# START OF STORED ROWS

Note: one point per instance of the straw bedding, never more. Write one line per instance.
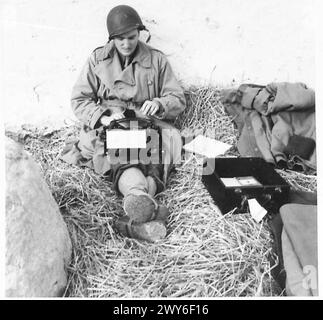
(205, 253)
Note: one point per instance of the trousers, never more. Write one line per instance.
(133, 180)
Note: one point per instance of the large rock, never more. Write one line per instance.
(38, 246)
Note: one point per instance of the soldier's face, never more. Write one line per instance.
(127, 42)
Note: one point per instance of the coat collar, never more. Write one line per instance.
(108, 67)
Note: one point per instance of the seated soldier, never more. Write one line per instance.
(127, 77)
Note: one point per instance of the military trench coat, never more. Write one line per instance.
(104, 87)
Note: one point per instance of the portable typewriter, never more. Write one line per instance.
(232, 181)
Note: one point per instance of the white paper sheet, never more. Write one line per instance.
(126, 139)
(256, 210)
(207, 146)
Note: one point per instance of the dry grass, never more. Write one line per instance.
(205, 253)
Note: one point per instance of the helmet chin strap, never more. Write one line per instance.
(149, 35)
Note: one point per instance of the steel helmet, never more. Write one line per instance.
(122, 19)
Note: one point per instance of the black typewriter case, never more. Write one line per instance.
(272, 191)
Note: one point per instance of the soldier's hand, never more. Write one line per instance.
(105, 120)
(149, 108)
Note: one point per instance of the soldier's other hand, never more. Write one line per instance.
(105, 120)
(149, 108)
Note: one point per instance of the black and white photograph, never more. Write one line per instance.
(160, 150)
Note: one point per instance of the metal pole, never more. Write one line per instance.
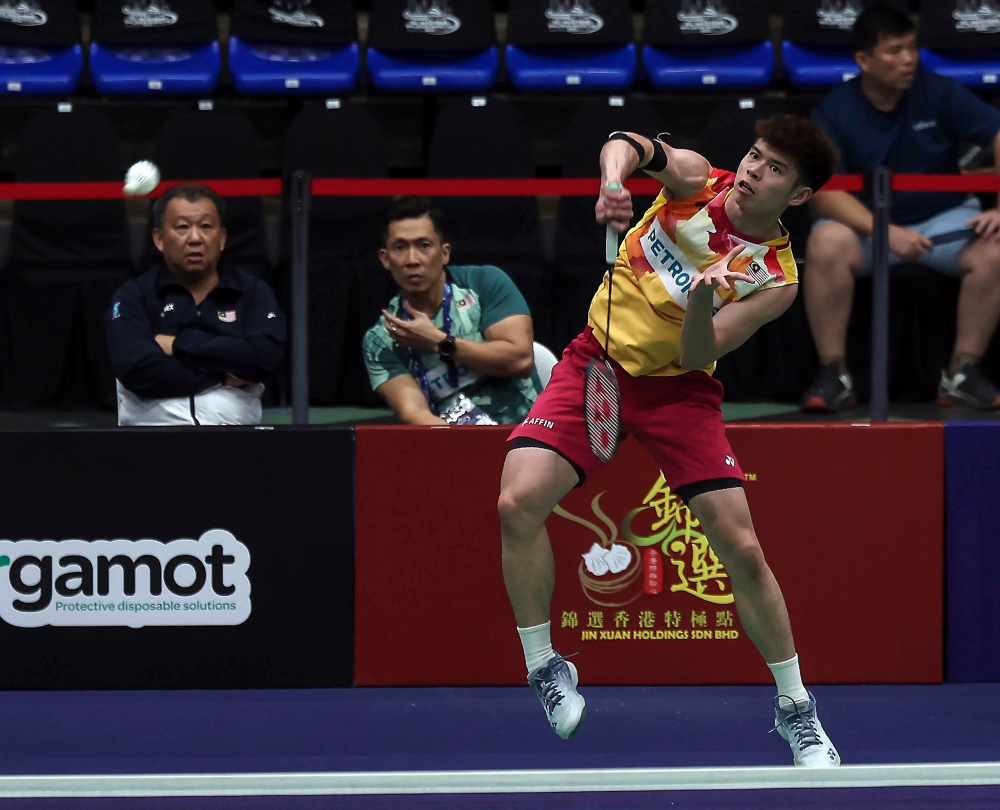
(881, 194)
(299, 201)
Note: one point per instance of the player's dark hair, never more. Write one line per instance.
(804, 143)
(189, 192)
(415, 208)
(877, 21)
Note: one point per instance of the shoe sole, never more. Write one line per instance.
(583, 712)
(576, 728)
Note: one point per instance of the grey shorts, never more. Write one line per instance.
(943, 258)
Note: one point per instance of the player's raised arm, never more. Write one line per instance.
(681, 171)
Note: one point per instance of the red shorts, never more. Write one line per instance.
(677, 419)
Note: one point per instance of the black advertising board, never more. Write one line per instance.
(193, 558)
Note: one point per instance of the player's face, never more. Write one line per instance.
(192, 238)
(892, 64)
(766, 180)
(415, 254)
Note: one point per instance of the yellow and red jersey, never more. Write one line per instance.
(659, 258)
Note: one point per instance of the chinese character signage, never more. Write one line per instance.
(850, 520)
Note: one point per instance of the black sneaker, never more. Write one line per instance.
(969, 388)
(832, 391)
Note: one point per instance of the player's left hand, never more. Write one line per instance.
(986, 224)
(719, 274)
(614, 207)
(166, 342)
(420, 333)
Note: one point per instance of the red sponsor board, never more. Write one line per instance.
(850, 519)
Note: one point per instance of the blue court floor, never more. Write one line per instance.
(697, 747)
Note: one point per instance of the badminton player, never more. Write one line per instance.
(705, 267)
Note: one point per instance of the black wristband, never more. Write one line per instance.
(624, 136)
(659, 160)
(657, 163)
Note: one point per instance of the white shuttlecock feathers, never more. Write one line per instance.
(141, 178)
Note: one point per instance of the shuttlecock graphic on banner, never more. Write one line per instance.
(141, 178)
(600, 561)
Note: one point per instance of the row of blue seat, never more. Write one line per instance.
(284, 69)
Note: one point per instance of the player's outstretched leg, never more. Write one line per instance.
(725, 519)
(535, 480)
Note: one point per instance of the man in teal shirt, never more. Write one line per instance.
(455, 345)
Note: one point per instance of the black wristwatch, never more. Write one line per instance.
(446, 348)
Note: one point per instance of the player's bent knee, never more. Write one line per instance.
(517, 510)
(831, 241)
(742, 557)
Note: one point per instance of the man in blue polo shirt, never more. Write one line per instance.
(191, 341)
(455, 345)
(898, 115)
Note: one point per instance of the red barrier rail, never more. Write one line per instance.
(435, 187)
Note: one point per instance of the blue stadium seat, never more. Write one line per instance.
(811, 66)
(143, 47)
(40, 52)
(572, 44)
(816, 49)
(432, 45)
(422, 71)
(274, 68)
(704, 65)
(595, 68)
(961, 40)
(170, 70)
(709, 43)
(305, 46)
(39, 71)
(976, 68)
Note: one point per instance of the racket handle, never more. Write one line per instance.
(611, 237)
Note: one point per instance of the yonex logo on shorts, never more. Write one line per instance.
(759, 274)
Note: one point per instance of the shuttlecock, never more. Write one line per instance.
(141, 178)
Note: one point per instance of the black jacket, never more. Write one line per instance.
(237, 330)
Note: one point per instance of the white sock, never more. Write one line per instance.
(537, 645)
(789, 679)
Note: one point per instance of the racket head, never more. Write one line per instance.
(602, 408)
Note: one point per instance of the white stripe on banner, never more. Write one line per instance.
(499, 781)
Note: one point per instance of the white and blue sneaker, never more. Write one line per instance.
(555, 684)
(798, 724)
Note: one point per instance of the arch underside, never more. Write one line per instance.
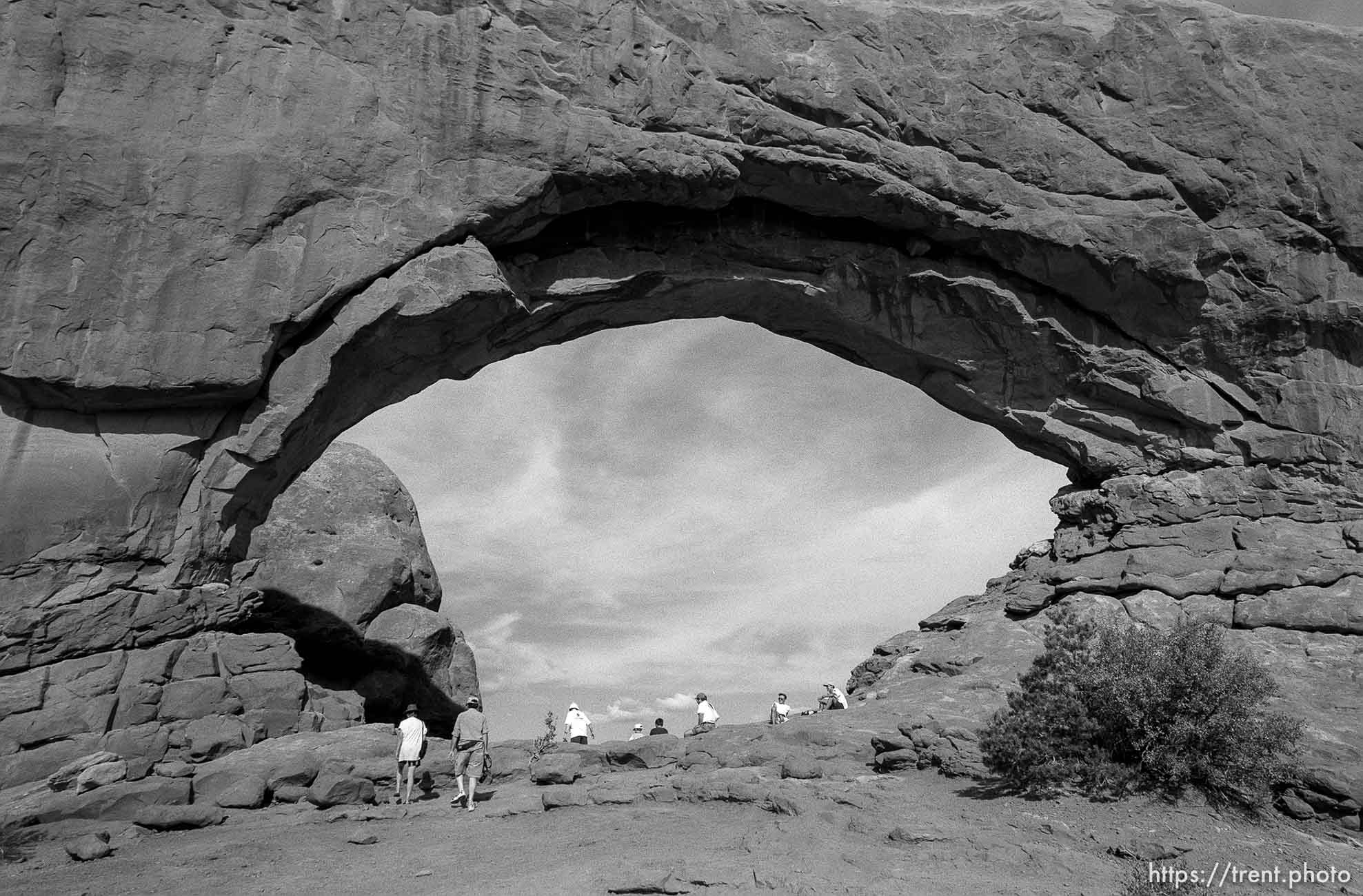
(1125, 234)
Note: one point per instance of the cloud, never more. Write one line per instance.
(703, 503)
(627, 710)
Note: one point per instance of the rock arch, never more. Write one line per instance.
(1125, 233)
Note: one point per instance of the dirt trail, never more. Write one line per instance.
(950, 839)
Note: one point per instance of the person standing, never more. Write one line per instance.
(411, 746)
(833, 699)
(705, 715)
(780, 711)
(470, 744)
(577, 726)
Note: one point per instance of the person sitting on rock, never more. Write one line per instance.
(470, 744)
(705, 715)
(780, 711)
(834, 699)
(411, 746)
(577, 726)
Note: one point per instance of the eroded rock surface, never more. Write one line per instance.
(1126, 234)
(105, 688)
(345, 541)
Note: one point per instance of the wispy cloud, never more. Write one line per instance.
(698, 504)
(678, 703)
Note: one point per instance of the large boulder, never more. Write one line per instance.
(1127, 236)
(345, 541)
(334, 790)
(653, 751)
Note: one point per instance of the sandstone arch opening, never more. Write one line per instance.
(698, 503)
(1125, 234)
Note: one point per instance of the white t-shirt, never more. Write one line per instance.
(577, 724)
(412, 730)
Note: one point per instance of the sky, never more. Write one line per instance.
(643, 513)
(703, 505)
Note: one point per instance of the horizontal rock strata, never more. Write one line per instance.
(1125, 234)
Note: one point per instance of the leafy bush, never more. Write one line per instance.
(545, 742)
(1115, 710)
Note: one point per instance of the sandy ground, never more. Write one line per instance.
(953, 839)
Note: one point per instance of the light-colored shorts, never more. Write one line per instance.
(470, 762)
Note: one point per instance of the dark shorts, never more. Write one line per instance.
(470, 762)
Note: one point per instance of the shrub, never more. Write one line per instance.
(1113, 711)
(545, 742)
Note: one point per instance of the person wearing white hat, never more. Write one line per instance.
(834, 699)
(411, 746)
(577, 726)
(470, 744)
(707, 717)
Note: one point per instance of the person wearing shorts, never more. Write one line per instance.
(470, 744)
(577, 726)
(705, 715)
(411, 740)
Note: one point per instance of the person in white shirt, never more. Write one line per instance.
(577, 726)
(470, 746)
(705, 715)
(834, 699)
(780, 711)
(411, 741)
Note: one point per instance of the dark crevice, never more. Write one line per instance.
(1200, 206)
(284, 210)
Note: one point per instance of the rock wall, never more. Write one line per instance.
(341, 558)
(1126, 233)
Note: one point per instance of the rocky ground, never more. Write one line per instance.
(800, 811)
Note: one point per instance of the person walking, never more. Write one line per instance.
(780, 711)
(470, 744)
(577, 726)
(411, 746)
(833, 699)
(705, 715)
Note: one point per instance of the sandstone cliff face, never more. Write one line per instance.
(153, 678)
(1125, 233)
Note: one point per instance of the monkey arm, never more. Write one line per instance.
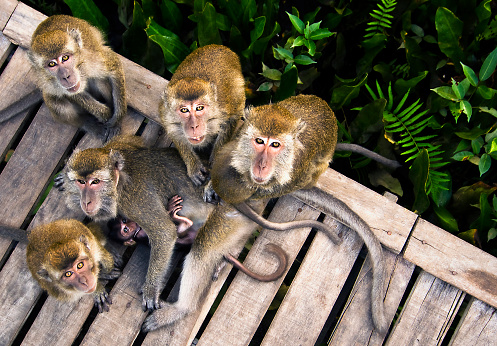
(272, 248)
(368, 153)
(337, 209)
(285, 226)
(20, 105)
(14, 233)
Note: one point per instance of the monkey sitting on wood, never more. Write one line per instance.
(128, 233)
(69, 260)
(202, 104)
(81, 79)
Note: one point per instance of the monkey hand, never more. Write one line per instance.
(164, 317)
(102, 300)
(198, 174)
(151, 299)
(210, 196)
(58, 181)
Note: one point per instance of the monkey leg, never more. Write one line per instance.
(285, 226)
(337, 209)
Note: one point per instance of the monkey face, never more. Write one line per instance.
(80, 276)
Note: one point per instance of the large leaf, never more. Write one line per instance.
(87, 10)
(449, 29)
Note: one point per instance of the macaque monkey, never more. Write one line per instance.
(68, 260)
(128, 233)
(82, 80)
(126, 179)
(283, 148)
(202, 104)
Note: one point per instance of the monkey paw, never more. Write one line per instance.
(102, 300)
(164, 317)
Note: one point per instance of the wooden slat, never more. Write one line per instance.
(428, 313)
(478, 326)
(6, 9)
(246, 301)
(453, 260)
(143, 88)
(373, 208)
(355, 322)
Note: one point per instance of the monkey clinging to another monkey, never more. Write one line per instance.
(82, 80)
(202, 104)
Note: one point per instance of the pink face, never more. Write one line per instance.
(80, 276)
(266, 149)
(193, 115)
(90, 191)
(63, 67)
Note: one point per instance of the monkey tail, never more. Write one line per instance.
(246, 210)
(341, 212)
(368, 153)
(272, 248)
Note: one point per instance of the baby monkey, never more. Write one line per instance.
(128, 233)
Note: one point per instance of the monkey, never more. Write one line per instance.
(69, 260)
(129, 233)
(202, 104)
(134, 182)
(81, 79)
(283, 148)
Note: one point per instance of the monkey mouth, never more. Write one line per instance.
(196, 140)
(74, 87)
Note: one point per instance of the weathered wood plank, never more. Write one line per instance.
(372, 207)
(453, 260)
(315, 289)
(6, 9)
(15, 81)
(428, 313)
(355, 324)
(246, 301)
(143, 88)
(478, 326)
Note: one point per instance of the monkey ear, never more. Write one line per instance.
(43, 273)
(76, 35)
(117, 159)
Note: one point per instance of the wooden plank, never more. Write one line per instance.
(355, 322)
(15, 81)
(478, 326)
(143, 88)
(306, 306)
(453, 260)
(428, 313)
(247, 300)
(6, 9)
(372, 207)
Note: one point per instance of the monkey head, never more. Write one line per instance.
(269, 141)
(92, 177)
(191, 111)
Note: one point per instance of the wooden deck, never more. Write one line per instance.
(432, 275)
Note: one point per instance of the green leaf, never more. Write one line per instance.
(418, 174)
(87, 10)
(449, 29)
(297, 23)
(288, 84)
(303, 60)
(446, 93)
(484, 164)
(470, 75)
(489, 65)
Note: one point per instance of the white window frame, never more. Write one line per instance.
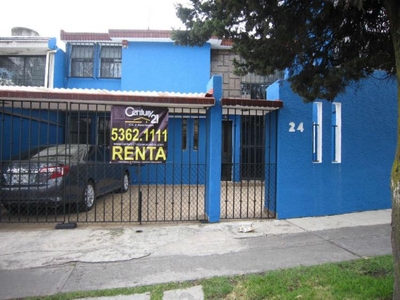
(317, 133)
(337, 132)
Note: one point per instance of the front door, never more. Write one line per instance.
(226, 173)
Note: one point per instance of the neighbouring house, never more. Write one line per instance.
(238, 147)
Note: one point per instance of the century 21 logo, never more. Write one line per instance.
(131, 112)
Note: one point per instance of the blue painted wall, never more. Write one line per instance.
(165, 67)
(59, 69)
(361, 181)
(155, 66)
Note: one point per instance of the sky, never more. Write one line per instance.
(48, 18)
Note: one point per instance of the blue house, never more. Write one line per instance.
(232, 154)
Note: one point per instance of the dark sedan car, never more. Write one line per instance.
(61, 174)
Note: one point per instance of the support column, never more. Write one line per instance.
(213, 152)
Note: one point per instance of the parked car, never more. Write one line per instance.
(61, 174)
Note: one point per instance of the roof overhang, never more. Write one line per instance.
(24, 45)
(248, 106)
(134, 35)
(93, 97)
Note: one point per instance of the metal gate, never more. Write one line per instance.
(162, 192)
(248, 185)
(62, 188)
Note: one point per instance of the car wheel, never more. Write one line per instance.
(125, 183)
(89, 197)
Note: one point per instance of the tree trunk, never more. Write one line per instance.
(393, 11)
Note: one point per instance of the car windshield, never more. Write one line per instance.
(62, 151)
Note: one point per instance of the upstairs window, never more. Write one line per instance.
(22, 70)
(110, 62)
(82, 57)
(317, 133)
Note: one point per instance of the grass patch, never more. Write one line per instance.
(370, 278)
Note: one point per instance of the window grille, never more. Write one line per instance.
(254, 86)
(82, 60)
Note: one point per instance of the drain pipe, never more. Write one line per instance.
(49, 60)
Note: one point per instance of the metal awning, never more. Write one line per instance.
(94, 97)
(249, 106)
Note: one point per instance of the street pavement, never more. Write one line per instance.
(38, 260)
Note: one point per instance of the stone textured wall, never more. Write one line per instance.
(221, 64)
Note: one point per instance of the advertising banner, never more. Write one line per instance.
(139, 134)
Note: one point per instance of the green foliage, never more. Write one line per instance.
(324, 45)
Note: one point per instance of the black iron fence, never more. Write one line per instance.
(69, 179)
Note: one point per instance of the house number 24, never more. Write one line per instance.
(293, 128)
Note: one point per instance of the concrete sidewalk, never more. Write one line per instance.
(38, 260)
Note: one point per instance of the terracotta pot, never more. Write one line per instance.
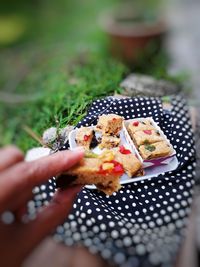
(130, 42)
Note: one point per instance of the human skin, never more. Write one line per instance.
(17, 180)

# END OF STORED ROWS

_WHAT THE EXERCISE ASKS_: Everything from the line containing "Note: one point per instance of the grass" through the last line of the entries is to be output exactly as written, minus any pictures.

_EXERCISE SOLUTION_:
Note: one point per instance of the grass patch, never more. Write one line per instance.
(370, 278)
Note: one point per instance of the window grille, never more. Write one line per instance.
(254, 86)
(82, 60)
Note: one point per instance of the drain pipe, never more. Write one line per instance.
(49, 60)
Note: one point per instance of the metal awning, never more. Write one line per instance.
(94, 97)
(249, 106)
Note: one point per instance of the street pavement, never more. Write one line per instance.
(38, 260)
Note: one point per instance of the stone textured wall, never more. Write one line per instance.
(221, 64)
Note: one point per instance of the advertising banner, never more. Write one line per instance.
(139, 134)
Note: one point per instance of the green foliage, never more. Write one line per instance.
(324, 45)
Note: one point per instance of the black iron fence, never more. Write one line per instance.
(69, 179)
Note: one point per instance of the house number 24, never more. Write one line per instance.
(293, 128)
Note: one point per instance of the concrete sidewalk, never more. Write one line per instance.
(38, 260)
Note: one point per instance of the terracotta pot, never more. Write one line per instance.
(130, 42)
Note: one point per instance of the human skin, never more. Write one line per instance.
(17, 180)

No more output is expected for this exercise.